> Your assignment:
For the listing below, return the line containing "positive clicks: (753, 422)", the line containing "216L553 226L557 270L553", and all lines in between, exactly as written and nothing else.

> Exercise data:
__________
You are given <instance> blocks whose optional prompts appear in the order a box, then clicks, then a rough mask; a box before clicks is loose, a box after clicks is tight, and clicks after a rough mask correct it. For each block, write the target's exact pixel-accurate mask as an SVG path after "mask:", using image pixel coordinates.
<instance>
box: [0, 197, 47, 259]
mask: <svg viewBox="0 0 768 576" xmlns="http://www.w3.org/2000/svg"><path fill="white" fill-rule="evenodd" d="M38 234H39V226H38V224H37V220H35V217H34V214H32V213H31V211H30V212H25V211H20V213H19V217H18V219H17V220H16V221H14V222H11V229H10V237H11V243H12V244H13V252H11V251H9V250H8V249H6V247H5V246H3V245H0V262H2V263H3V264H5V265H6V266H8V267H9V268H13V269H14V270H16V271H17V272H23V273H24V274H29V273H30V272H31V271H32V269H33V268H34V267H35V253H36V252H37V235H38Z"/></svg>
__________
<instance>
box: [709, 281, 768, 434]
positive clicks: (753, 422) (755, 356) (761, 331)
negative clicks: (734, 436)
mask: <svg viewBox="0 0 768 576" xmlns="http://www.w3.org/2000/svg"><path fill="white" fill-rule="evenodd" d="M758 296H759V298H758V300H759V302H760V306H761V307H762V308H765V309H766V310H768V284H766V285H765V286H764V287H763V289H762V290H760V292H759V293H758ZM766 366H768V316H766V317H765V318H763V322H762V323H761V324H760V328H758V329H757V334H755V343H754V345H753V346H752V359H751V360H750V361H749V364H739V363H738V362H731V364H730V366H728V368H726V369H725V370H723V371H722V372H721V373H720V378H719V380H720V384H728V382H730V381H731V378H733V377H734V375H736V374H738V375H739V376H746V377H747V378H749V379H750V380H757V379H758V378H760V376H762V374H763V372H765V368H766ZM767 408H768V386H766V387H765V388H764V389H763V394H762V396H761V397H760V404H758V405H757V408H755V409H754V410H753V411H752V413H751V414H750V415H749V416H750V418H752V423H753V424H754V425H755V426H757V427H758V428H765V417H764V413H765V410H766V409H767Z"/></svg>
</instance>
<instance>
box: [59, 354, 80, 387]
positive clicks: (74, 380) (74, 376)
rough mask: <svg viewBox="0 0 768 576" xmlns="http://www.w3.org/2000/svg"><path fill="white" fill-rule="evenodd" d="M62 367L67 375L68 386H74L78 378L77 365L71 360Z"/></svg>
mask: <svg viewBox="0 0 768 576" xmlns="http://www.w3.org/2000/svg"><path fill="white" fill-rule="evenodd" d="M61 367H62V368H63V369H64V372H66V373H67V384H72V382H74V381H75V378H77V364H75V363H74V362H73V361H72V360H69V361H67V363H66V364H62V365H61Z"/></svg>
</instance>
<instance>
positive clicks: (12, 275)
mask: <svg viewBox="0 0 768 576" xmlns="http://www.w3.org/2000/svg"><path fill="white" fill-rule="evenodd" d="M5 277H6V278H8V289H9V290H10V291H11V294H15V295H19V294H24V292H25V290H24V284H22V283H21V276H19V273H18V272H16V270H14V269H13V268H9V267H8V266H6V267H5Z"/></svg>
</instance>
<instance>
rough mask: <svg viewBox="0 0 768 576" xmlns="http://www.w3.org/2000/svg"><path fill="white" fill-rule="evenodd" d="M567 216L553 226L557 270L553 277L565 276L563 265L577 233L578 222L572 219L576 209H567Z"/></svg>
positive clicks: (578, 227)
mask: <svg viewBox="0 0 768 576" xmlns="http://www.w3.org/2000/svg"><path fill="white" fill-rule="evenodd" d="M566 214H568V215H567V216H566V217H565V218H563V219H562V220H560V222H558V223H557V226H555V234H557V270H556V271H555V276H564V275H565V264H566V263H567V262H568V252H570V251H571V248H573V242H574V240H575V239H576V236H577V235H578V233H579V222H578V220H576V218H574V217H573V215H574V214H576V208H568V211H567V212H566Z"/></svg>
__________
> Written reply:
positive clicks: (753, 422) (755, 356) (761, 331)
negative clicks: (734, 436)
mask: <svg viewBox="0 0 768 576" xmlns="http://www.w3.org/2000/svg"><path fill="white" fill-rule="evenodd" d="M758 296H759V298H758V300H759V302H760V306H761V307H762V308H765V309H766V310H768V284H766V285H765V286H764V287H763V289H762V290H760V292H759V293H758ZM766 366H768V316H766V317H765V318H763V322H762V323H761V324H760V328H758V329H757V334H755V343H754V345H753V346H752V359H751V360H750V361H749V364H739V363H738V362H731V364H730V366H728V368H726V369H725V370H723V371H722V372H721V373H720V378H719V380H720V384H728V382H730V381H731V378H733V377H734V375H736V374H738V375H739V376H746V377H747V378H749V379H750V380H757V379H758V378H760V376H762V374H763V372H765V368H766ZM767 408H768V386H766V387H765V388H764V389H763V394H762V396H761V397H760V404H758V405H757V408H755V409H754V410H753V411H752V413H751V414H750V415H749V416H750V418H752V423H753V424H754V425H755V426H757V427H758V428H765V417H764V413H765V410H766V409H767Z"/></svg>
</instance>
<instance>
box: [59, 354, 80, 387]
positive clicks: (74, 380) (74, 376)
rough mask: <svg viewBox="0 0 768 576" xmlns="http://www.w3.org/2000/svg"><path fill="white" fill-rule="evenodd" d="M62 367L67 375L68 386H74L78 378L77 365L71 360Z"/></svg>
mask: <svg viewBox="0 0 768 576" xmlns="http://www.w3.org/2000/svg"><path fill="white" fill-rule="evenodd" d="M61 367H62V368H63V369H64V372H66V373H67V384H72V382H74V381H75V378H77V364H75V363H74V362H73V361H72V360H69V361H67V363H66V364H62V365H61Z"/></svg>
</instance>
<instance>
positive clicks: (12, 275)
mask: <svg viewBox="0 0 768 576" xmlns="http://www.w3.org/2000/svg"><path fill="white" fill-rule="evenodd" d="M5 277H6V278H8V289H9V290H10V291H11V294H15V295H19V294H24V292H25V290H24V284H22V283H21V276H19V273H18V272H16V270H14V269H13V268H9V267H8V266H6V267H5Z"/></svg>
</instance>
<instance>
rough mask: <svg viewBox="0 0 768 576" xmlns="http://www.w3.org/2000/svg"><path fill="white" fill-rule="evenodd" d="M567 216L553 226L557 270L553 277L565 276L563 265L577 233L578 222L572 219L576 209H567Z"/></svg>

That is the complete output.